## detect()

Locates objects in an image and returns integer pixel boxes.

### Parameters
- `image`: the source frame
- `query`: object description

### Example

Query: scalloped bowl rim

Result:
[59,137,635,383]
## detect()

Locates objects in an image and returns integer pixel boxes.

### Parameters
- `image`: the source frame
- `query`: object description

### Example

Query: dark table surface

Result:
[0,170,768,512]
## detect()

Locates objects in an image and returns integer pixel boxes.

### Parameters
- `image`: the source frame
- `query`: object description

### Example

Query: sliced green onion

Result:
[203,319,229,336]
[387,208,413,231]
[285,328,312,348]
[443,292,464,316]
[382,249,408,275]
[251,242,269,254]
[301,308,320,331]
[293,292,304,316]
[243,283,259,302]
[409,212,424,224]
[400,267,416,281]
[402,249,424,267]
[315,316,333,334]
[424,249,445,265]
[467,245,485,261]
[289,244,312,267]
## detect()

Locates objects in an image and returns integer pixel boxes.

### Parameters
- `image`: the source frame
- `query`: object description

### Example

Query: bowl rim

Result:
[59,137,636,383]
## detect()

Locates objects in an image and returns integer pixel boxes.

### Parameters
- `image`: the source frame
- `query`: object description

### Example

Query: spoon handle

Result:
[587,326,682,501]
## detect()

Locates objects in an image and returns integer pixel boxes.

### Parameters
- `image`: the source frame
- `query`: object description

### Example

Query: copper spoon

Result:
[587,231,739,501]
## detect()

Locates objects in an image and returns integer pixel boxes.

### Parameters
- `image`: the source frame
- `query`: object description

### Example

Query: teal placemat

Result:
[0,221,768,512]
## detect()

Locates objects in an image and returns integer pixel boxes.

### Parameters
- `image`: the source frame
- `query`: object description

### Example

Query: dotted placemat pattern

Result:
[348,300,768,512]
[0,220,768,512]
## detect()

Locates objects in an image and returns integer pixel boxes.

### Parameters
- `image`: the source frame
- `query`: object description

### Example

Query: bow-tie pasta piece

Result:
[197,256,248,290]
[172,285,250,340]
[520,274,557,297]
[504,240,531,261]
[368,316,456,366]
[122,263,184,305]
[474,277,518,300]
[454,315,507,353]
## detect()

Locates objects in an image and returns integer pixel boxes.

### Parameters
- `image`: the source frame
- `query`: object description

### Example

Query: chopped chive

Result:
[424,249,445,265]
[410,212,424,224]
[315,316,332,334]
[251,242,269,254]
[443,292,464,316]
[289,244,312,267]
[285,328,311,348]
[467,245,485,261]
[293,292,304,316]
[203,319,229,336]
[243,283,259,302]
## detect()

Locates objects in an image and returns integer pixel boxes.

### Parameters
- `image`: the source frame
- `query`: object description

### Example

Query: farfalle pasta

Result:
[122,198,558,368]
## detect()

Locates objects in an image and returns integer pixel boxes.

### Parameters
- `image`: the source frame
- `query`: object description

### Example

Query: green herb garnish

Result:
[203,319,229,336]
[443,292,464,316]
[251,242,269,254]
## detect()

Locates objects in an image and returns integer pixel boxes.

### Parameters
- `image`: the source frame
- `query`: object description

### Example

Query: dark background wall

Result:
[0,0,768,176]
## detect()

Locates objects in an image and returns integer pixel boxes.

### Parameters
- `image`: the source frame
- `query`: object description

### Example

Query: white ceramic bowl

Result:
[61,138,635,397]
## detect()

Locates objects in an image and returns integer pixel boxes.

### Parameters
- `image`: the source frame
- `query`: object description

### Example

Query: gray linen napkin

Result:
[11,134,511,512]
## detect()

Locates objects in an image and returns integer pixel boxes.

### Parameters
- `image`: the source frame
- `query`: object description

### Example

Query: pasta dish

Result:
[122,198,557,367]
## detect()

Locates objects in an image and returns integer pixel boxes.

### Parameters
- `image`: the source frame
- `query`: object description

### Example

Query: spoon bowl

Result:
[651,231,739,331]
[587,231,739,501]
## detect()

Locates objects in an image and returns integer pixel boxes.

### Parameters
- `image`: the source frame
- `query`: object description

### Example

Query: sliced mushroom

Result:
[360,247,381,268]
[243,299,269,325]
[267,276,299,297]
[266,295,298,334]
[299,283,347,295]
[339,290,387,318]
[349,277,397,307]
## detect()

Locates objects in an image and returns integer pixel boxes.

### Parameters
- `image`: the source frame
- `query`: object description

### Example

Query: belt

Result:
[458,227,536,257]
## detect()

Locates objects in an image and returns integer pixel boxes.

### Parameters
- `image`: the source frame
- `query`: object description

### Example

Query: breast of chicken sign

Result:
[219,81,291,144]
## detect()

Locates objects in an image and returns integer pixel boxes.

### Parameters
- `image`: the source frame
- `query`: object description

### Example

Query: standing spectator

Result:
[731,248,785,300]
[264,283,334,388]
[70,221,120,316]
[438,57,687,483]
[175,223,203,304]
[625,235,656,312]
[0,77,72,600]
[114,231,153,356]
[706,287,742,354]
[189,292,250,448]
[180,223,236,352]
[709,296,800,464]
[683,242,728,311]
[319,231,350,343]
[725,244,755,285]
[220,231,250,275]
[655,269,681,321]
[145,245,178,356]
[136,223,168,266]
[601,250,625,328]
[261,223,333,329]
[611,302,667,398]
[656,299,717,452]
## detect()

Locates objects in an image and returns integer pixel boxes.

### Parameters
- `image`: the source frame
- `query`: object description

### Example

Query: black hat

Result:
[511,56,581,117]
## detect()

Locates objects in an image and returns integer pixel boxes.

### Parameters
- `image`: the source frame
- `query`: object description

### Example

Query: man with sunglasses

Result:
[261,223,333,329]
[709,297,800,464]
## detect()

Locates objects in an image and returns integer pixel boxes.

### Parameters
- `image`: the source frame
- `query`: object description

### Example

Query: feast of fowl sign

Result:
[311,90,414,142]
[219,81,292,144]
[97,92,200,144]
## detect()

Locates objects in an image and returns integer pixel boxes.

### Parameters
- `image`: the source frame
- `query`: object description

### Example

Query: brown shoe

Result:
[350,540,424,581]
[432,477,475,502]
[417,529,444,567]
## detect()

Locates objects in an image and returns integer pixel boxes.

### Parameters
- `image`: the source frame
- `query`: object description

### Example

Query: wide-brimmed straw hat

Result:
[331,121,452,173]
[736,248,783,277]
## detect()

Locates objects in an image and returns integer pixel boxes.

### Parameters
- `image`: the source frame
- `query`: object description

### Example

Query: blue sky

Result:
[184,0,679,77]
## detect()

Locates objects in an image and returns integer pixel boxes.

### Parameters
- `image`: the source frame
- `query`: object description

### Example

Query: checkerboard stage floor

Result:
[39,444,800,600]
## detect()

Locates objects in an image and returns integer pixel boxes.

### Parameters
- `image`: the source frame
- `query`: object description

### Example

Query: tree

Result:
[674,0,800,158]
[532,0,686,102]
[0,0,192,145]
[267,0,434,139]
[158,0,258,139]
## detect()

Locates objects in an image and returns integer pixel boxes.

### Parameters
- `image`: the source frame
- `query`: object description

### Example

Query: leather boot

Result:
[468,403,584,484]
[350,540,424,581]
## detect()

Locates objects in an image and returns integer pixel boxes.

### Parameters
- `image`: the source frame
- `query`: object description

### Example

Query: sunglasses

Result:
----
*REQUEST*. Reproduce all the entries above, substituting "input frame" for every occurrence of "source frame" and changing nothing else.

*FINAL RESULT*.
## detect()

Locates objects in an image and returns integer pixel boxes.

### Parameters
- `image`: the input frame
- `query`: object description

### Example

Query: scalloped bowl rim

Result:
[59,137,635,383]
## detect()

Locates objects in an image and returns integer pixel boxes.

### Parameters
- `image`: the input frame
- `query`: object description

### Example

Query: dark table surface

Result:
[0,170,768,512]
## detect()

Locates objects in an image and returns integer pixel boxes.

### Parameters
- `image`: the input frame
- `query`: object description

### Example

Query: sliced green onion

Result:
[203,319,229,336]
[387,208,413,231]
[285,328,312,348]
[443,292,464,316]
[382,249,408,275]
[251,242,269,254]
[301,308,320,331]
[293,292,304,316]
[243,283,259,302]
[409,212,424,224]
[400,267,416,281]
[402,249,424,267]
[315,316,333,334]
[424,249,445,265]
[467,245,485,261]
[289,244,312,267]
## detect()

Locates objects in an image and returns integer pixel boxes.

### Parameters
- `image`: the input frame
- `query`: object description

### Example

Query: bowl rim

Result:
[59,137,636,383]
## detect()

Locates objects in an image and returns integer pixel boxes.

### Parameters
- `image`: the input frame
- `query`: object description

### Example

Query: spoon handle

Result:
[587,326,682,501]
## detect()

Locates objects in an image and returns integer pixel boxes.

### Parameters
- `image`: the input frame
- `query`: object description

### Example

Query: copper spoon

Result:
[587,231,739,501]
## detect()

Locates objects in an image and returns integer pixel boxes.

### Parameters
- `image`: the input frame
- `query`: object description

### Example

Query: teal placemat

Result:
[0,221,768,512]
## detect()

Locates objects in an image and returns integer pixel boxes.

### Parameters
- `image`: the input frame
- `query`: object description

### Example

Query: dotted placemat pattern

Result:
[348,300,768,512]
[0,220,768,512]
## detect()

Locates objects in an image and returns integer pixel boxes.

### Parameters
- `image`: the input frame
- `query`: object description

### Example

Query: bow-tie pasta piece

Result:
[197,256,248,290]
[172,285,250,340]
[520,274,557,297]
[504,240,531,261]
[368,316,456,366]
[122,263,184,305]
[474,277,518,300]
[454,315,507,353]
## detect()

Locates objects in an image and returns integer pixel boxes.

### Parameters
- `image`: the input frame
- `query`: object description

### Example

Query: chopped chive

Result:
[424,249,445,265]
[410,212,424,224]
[315,316,332,334]
[251,242,269,254]
[443,292,464,316]
[289,244,312,267]
[285,328,311,348]
[467,245,485,261]
[293,292,304,316]
[203,319,229,336]
[243,283,259,302]
## detect()

Locates objects in an image and returns integer pixel boxes.

### Parameters
- `image`: the input frame
- `query`: object description

### Example

Query: farfalle pasta

Result:
[122,198,558,368]
## detect()

Locates objects in an image and returns integer pixel boxes.

### Parameters
- `image`: the input frame
- `query`: object description

### Example

Query: green herb garnish

Result:
[203,319,229,336]
[443,292,464,316]
[251,242,269,254]
## detect()

Locates objects in an image and returns integer pixel boxes.

### Parameters
- `image`: the input frame
- `query`: object description

### Example

Query: dark background wall

Result:
[0,0,768,176]
## detect()

Locates objects in an image and returns integer pixel boxes.

### Parameters
- `image`: the input frame
- `query`: object description

### Example

Query: white ceramic bowl

Result:
[61,138,635,397]
## detect()

Locates objects in an image and returns integer pixel boxes.

### Parameters
- `image`: the input frame
- `query`: object description

### Example

Query: gray linen napkin

Result:
[11,134,511,512]
## detect()

Locates objects in an image and returns integer pixel boxes.

### Parameters
- `image`: the input frame
- `query`: object description

### Example

Query: pasta dish

Result:
[122,198,557,367]
## detect()

Locates objects in an image and returns integer pixel boxes.

### Parameters
- `image`: the input frame
- `query`: object description

### Example

Query: spoon bowl

Result:
[651,231,739,331]
[587,231,739,501]
## detect()

Locates objects in an image and returns integer pixel boxes.

### Parameters
- `image`: the input frame
- `query`: object description

### Example

Query: sliced mushroom

Result:
[360,247,381,268]
[243,299,269,325]
[267,276,299,297]
[266,295,298,334]
[299,283,347,295]
[339,290,387,318]
[349,277,397,307]
## detect()

Locates objects in an image and returns integer pixel boxes.

### Parameters
- `image`: the input frame
- `query`: object description

### Example

Query: belt

Result:
[458,227,536,257]
## detect()

Locates objects in an image and returns integer pixel boxes.

### Parameters
- `image`: the input frame
- `query`: object description

### Example

Query: breast of chicken sign

Result:
[219,81,291,144]
## detect()

Locates objects in an image and returns integer pixel boxes.

### Parameters
- `image`: the input frame
- `query`: object description

### Example

Query: standing spectator

Result:
[731,248,785,300]
[264,283,334,388]
[70,221,120,316]
[438,57,687,483]
[175,223,203,304]
[625,235,656,312]
[0,77,72,600]
[114,231,153,356]
[706,287,742,354]
[189,292,250,448]
[180,223,236,352]
[709,296,800,464]
[683,242,728,311]
[319,231,350,343]
[725,244,755,285]
[220,231,250,275]
[655,269,681,321]
[145,245,178,356]
[136,223,168,266]
[601,250,625,328]
[261,223,333,329]
[611,302,667,398]
[656,299,717,452]
## detect()

Locates objects in an image and returns integer pixel boxes.

### Parameters
- `image`: the input frame
- `query`: object description

### Example

Query: black hat

Result:
[511,56,581,117]
## detect()

Locates objects in an image and returns integer pixel boxes.

### Parameters
- `image`: the input frame
- `query`: object description

### Example

Query: man with sunglasses

Result:
[261,223,333,329]
[709,297,800,464]
## detect()

Locates objects in an image and returns integer pixel boxes.

### Parameters
- `image`: the input frame
- `query`: object description

### Example

Query: feast of fowl sign

Result:
[311,90,414,142]
[219,81,292,144]
[97,92,200,144]
## detect()

Locates objects in an image and returns integer pixel boxes.

### Parameters
- `image`: the input frame
- `query`: object description

### Example

Query: brown shoe

Result:
[350,540,424,581]
[432,477,475,502]
[417,529,444,567]
## detect()

Locates objects in an image and returns integer pixel boxes.

### Parameters
- `image`: the input frame
- `query`: object description

### Example

Query: wide-brimmed straw hat

Result:
[331,121,452,173]
[736,248,783,277]
## detect()

Locates objects in an image and returns integer pixel boxes.

### Parameters
- `image`: the input frame
- `query`: object description

### Example

Query: blue sky

Result:
[184,0,679,77]
## detect()

Locates objects in an image and returns integer pixel boxes.

### Parameters
- `image`: the input frame
- `query`: object description

### Example

Query: checkerboard stage floor

Result:
[39,444,800,600]
## detect()

Locates objects in an image and returns integer pixel boxes.

### Parameters
- `image`: the input frame
- `query`: object description

### Example

Query: tree

Result:
[674,0,800,158]
[532,0,686,102]
[0,0,192,145]
[267,0,434,139]
[158,0,258,139]
## detect()

Locates objects in an image and returns integer pixel boxes.

### Parameters
- `image`: the input frame
- `query`: object description

### Example

Query: leather boot

Result:
[468,403,584,484]
[350,540,424,581]
## detect()

Locates objects in an image and returns integer pixel boxes.

### Parameters
- `image`: the input frame
- `query`: object description

### Example

Query: sunglasses

Result:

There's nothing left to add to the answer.